● **TASK TO COMPLETE**
Reproduce every line of the listing below, requests included, in the part that opens with the line containing "the damselfly thorax" and closes with the line containing "<point>278,367</point>", both lines included. Offset each x and y coordinate in the answers by adding 118.

● **AVAILABLE RECORDS**
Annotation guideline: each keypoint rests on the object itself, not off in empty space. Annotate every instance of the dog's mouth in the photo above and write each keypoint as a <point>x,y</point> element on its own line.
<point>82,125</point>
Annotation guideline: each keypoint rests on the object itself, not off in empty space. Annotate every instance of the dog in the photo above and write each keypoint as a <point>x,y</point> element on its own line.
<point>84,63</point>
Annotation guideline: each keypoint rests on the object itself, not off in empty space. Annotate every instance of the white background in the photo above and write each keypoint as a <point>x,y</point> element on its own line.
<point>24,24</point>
---
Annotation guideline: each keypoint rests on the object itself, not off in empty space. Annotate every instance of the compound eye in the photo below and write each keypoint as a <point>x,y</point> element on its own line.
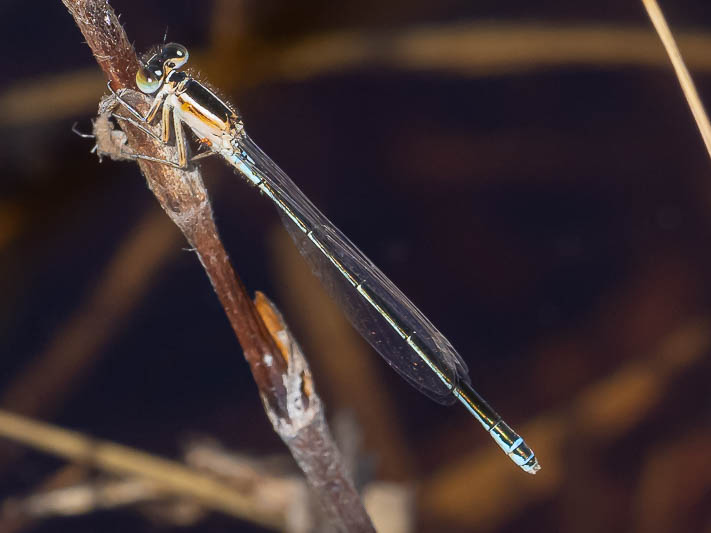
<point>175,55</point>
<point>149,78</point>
* * *
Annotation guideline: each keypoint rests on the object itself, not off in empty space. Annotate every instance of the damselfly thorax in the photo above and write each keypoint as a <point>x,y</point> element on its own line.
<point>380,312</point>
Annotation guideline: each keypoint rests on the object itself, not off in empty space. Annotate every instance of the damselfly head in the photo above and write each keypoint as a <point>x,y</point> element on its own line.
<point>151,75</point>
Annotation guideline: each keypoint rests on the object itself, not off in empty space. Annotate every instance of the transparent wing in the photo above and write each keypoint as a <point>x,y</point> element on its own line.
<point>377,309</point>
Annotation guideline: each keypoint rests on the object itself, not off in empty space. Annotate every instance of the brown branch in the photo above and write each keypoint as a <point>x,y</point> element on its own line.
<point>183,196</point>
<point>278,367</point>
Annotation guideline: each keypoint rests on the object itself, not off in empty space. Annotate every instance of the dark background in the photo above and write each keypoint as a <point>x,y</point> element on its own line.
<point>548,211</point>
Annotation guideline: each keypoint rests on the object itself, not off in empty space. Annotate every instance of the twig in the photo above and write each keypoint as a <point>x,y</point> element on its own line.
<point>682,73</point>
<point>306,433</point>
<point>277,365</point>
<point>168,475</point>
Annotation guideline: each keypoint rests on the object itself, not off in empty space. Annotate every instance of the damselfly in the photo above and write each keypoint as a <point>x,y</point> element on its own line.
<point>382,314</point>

● **EXPECTED ANSWER**
Annotation guideline: each keypoint rests on the object itself, not off in empty space. Annotate every instance of the damselfly thorax in the photo above and write each keypoint as a <point>x,y</point> element on its own line.
<point>498,430</point>
Annotation guideline: each keypoint rests on the object itself, not off in empty space. Annotate every instance of the damselfly head in the photo above and write each keypoint as a <point>x,y</point> element on its own line.
<point>269,193</point>
Annotation guideline: each keypoint rests on the object itself, not off in empty space. Annotate every instance of the transparent wing in the photo above and write each keypoint as a <point>x,y</point> element on its own line.
<point>495,427</point>
Annotation guideline: each keypoint rests on the object itself, not off in empty space. Annotate every instance of the brown branch in the photo above and write each keypoint as a <point>x,y</point> element on its own line.
<point>301,314</point>
<point>396,485</point>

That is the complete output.